Region pointing data:
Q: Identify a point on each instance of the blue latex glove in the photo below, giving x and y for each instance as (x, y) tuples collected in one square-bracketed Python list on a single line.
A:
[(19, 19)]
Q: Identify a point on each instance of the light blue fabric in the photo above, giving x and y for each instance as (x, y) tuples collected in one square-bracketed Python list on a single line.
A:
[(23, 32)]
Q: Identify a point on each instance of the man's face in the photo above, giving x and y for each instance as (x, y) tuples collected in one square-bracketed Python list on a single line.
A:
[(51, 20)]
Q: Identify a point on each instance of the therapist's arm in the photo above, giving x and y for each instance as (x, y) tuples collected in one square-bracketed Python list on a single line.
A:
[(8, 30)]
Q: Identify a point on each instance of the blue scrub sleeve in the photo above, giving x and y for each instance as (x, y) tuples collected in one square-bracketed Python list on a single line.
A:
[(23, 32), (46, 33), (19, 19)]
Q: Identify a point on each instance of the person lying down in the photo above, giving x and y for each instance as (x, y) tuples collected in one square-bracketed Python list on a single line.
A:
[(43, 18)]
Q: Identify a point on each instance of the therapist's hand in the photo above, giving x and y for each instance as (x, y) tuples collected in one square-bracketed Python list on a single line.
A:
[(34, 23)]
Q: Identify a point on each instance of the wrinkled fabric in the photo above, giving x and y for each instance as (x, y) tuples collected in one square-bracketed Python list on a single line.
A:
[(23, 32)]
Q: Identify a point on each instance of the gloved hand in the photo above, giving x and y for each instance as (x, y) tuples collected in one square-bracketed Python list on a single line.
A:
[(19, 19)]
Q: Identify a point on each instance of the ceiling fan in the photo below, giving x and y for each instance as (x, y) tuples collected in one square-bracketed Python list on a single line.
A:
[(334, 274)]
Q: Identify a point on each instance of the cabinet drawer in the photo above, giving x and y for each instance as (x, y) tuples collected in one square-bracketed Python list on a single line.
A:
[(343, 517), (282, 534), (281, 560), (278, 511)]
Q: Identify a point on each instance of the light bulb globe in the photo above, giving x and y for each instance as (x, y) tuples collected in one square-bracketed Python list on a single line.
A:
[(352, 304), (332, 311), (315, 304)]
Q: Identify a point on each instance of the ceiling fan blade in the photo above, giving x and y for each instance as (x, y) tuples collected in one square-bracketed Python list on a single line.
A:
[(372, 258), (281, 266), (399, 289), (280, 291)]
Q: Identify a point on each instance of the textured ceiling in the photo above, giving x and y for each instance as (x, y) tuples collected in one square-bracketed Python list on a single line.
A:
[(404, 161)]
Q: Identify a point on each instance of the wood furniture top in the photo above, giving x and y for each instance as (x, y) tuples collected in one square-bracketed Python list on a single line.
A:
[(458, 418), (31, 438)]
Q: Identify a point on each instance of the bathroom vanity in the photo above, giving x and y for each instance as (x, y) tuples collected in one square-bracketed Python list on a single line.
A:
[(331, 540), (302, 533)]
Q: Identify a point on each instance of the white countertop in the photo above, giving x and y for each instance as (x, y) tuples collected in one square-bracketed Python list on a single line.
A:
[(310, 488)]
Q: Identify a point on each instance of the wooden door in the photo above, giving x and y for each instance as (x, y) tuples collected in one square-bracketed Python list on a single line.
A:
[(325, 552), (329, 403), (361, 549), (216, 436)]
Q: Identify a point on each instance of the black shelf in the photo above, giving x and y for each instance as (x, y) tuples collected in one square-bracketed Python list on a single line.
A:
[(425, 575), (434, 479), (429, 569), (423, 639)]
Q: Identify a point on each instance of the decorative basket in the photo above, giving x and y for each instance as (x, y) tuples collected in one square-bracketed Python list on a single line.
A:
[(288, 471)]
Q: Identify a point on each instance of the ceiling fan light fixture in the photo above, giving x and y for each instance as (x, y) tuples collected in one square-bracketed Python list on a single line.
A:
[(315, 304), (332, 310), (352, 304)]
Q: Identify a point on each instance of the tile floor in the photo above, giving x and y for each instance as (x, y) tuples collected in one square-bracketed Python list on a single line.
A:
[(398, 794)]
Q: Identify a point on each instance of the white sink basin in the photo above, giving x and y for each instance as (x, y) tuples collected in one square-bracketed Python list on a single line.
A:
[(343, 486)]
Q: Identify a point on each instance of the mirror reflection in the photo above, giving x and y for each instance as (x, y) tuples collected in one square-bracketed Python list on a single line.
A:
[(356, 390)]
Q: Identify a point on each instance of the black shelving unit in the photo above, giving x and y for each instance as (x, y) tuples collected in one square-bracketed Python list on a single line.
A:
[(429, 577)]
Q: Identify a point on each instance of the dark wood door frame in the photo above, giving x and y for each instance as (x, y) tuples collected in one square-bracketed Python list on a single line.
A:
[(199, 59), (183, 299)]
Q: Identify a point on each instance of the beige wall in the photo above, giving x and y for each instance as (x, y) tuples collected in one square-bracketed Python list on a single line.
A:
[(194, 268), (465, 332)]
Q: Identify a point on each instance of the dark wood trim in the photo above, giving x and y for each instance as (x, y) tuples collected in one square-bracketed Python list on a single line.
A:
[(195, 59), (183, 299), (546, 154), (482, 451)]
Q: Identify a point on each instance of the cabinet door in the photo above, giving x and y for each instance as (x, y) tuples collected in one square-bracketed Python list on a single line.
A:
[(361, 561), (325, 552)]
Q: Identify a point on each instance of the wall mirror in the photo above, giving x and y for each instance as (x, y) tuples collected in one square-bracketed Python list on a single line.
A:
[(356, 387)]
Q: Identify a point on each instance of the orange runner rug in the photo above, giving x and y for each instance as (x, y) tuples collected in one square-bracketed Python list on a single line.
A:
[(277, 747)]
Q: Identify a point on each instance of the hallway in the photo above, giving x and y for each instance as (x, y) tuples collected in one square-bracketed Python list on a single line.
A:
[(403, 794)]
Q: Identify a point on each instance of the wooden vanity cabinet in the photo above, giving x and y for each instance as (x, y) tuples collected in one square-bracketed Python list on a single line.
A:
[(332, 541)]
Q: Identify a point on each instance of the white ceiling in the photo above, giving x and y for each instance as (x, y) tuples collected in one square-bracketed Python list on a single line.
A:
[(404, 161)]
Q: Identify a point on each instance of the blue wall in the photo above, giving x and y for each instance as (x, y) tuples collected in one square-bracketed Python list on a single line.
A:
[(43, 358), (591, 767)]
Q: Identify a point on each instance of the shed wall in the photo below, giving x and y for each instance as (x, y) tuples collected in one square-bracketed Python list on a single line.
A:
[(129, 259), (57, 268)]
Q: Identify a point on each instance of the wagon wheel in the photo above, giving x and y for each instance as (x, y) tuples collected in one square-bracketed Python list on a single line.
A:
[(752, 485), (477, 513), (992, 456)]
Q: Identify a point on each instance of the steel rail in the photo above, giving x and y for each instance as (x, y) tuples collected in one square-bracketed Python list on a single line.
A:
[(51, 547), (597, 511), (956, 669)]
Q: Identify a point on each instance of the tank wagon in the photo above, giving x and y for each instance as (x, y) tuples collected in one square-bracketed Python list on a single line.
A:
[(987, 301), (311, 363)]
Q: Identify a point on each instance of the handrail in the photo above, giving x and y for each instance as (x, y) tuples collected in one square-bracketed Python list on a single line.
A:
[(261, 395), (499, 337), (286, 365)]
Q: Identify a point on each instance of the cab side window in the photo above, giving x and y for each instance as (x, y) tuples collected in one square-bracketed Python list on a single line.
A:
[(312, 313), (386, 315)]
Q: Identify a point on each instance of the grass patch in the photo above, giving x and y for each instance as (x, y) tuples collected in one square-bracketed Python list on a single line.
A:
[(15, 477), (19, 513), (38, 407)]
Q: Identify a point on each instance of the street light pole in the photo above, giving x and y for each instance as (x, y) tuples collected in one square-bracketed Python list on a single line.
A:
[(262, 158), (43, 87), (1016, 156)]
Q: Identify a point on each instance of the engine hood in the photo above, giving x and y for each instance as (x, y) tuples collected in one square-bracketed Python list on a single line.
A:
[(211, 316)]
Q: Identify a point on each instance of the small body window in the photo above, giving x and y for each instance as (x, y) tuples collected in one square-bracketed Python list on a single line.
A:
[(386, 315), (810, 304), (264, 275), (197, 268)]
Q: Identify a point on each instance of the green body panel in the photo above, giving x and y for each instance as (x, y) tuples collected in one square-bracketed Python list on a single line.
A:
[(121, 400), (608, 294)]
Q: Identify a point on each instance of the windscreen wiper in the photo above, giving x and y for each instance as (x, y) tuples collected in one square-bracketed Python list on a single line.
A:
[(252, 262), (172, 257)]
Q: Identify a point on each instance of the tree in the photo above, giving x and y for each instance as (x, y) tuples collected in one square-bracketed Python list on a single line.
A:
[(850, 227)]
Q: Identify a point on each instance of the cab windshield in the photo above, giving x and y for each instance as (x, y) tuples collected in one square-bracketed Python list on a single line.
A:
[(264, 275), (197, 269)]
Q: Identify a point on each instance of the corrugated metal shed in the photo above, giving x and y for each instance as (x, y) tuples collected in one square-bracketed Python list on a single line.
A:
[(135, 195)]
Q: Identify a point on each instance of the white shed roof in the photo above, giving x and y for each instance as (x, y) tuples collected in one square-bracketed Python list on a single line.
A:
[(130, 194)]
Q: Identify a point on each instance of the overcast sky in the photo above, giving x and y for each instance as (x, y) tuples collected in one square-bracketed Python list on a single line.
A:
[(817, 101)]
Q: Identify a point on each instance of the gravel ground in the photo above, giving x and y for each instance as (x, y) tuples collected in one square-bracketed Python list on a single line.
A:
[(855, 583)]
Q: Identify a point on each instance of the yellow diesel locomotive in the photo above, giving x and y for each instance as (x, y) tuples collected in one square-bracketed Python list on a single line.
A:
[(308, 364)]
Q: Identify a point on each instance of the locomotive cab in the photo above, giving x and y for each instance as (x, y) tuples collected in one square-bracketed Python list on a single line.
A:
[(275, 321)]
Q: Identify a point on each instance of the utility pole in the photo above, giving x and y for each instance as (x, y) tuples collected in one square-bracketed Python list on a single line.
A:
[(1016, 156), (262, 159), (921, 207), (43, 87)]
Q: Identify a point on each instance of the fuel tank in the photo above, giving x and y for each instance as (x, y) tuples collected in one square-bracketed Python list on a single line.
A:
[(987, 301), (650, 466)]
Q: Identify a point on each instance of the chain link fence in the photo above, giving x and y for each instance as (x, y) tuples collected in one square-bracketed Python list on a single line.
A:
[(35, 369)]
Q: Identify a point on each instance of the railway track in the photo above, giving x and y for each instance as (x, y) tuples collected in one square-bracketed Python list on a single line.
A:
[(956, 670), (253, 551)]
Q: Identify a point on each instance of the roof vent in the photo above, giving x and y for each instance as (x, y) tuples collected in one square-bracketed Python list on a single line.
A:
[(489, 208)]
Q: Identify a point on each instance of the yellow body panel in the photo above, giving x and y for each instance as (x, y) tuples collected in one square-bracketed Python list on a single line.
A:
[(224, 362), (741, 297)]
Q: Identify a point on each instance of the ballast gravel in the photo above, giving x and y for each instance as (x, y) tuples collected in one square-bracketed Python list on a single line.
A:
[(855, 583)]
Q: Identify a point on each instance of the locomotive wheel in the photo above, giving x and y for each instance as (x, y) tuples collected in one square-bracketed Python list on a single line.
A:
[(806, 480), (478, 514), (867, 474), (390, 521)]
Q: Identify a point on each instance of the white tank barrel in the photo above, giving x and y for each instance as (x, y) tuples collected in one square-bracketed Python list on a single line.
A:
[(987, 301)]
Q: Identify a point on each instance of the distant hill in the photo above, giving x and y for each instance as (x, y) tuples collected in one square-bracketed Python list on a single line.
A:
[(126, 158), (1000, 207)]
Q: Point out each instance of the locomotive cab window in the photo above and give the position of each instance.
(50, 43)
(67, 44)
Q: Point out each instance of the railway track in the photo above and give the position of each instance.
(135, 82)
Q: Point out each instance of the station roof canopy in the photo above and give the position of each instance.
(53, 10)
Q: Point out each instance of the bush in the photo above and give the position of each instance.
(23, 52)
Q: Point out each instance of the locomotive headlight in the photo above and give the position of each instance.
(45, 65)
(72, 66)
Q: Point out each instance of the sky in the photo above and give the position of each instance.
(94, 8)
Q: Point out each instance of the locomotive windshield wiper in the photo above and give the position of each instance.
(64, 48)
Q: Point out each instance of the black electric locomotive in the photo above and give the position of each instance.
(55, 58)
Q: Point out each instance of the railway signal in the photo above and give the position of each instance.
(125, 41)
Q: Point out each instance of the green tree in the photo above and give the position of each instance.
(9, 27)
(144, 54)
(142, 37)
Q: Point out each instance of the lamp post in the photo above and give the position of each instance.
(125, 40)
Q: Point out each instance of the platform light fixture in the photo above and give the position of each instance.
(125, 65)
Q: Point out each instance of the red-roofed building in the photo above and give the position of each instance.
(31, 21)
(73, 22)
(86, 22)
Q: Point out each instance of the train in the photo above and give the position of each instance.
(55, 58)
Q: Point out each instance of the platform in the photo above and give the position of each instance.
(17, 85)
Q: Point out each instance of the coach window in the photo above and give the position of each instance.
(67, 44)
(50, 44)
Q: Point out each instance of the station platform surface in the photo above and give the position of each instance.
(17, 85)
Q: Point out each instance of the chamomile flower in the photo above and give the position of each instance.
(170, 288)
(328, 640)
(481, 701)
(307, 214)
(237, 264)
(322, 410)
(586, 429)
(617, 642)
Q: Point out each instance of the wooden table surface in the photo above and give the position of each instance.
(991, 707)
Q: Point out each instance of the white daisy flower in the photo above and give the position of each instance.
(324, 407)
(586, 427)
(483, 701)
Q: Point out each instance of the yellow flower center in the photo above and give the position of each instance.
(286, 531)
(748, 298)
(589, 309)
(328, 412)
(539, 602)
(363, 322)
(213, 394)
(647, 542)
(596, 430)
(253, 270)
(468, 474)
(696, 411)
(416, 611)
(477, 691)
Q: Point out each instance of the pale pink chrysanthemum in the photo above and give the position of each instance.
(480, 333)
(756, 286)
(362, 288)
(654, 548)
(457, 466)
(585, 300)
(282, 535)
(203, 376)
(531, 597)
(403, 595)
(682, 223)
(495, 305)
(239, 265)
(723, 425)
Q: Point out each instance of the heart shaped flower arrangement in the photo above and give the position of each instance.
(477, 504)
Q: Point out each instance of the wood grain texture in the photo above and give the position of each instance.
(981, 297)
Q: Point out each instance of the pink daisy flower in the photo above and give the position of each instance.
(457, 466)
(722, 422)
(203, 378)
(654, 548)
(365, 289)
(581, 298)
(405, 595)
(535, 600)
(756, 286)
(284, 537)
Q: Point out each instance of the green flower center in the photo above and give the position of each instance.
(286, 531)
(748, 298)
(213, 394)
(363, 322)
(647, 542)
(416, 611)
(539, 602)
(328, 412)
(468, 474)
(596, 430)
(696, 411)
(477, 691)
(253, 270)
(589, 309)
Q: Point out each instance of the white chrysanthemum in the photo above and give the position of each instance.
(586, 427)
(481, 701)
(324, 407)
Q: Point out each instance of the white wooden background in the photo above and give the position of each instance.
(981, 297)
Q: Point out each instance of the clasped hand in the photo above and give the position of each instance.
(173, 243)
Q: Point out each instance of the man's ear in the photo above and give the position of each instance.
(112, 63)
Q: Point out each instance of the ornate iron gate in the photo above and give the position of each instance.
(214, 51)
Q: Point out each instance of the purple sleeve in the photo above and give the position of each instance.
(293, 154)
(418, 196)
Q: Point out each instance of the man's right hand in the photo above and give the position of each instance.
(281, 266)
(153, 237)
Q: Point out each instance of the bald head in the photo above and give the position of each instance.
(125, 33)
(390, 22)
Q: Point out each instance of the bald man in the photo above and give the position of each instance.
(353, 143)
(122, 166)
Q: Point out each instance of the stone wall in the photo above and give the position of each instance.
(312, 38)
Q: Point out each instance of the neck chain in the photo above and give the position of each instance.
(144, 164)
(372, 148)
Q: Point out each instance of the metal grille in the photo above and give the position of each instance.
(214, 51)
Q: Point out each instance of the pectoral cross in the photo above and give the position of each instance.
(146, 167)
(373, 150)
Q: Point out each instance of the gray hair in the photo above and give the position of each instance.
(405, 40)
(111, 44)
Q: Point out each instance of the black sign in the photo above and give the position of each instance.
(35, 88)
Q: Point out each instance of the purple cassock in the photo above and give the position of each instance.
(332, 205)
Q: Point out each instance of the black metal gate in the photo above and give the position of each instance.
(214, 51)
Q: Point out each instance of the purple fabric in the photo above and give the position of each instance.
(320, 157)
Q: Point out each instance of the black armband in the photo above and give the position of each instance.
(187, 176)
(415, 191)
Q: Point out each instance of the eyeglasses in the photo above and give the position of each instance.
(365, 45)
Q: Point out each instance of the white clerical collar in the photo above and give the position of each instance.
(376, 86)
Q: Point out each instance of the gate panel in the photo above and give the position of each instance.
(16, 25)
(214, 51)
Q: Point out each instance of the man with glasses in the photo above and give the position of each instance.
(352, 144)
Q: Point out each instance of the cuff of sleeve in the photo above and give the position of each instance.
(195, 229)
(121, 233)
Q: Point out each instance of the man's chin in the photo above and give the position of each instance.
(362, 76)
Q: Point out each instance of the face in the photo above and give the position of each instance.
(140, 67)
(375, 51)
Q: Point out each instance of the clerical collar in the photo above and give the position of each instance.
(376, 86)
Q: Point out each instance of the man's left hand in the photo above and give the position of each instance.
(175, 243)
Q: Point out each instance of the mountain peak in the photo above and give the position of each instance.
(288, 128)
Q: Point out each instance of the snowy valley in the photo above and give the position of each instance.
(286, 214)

* ASSIGNMENT
Each line of the data that contains "wheel" belongs in the answer.

* EXERCISE ANSWER
Q: Identify a point on each instance of the wagon wheel in the photo above, giving x and y for each instance as (x, y) tuples collected in one square-bracketed Python list on a single line.
Q: Identify a point on each instance of the locomotive wheel in the photo above, giving x and y for each instance as (x, y) tuples collected in one square-bracketed Python list on a single line.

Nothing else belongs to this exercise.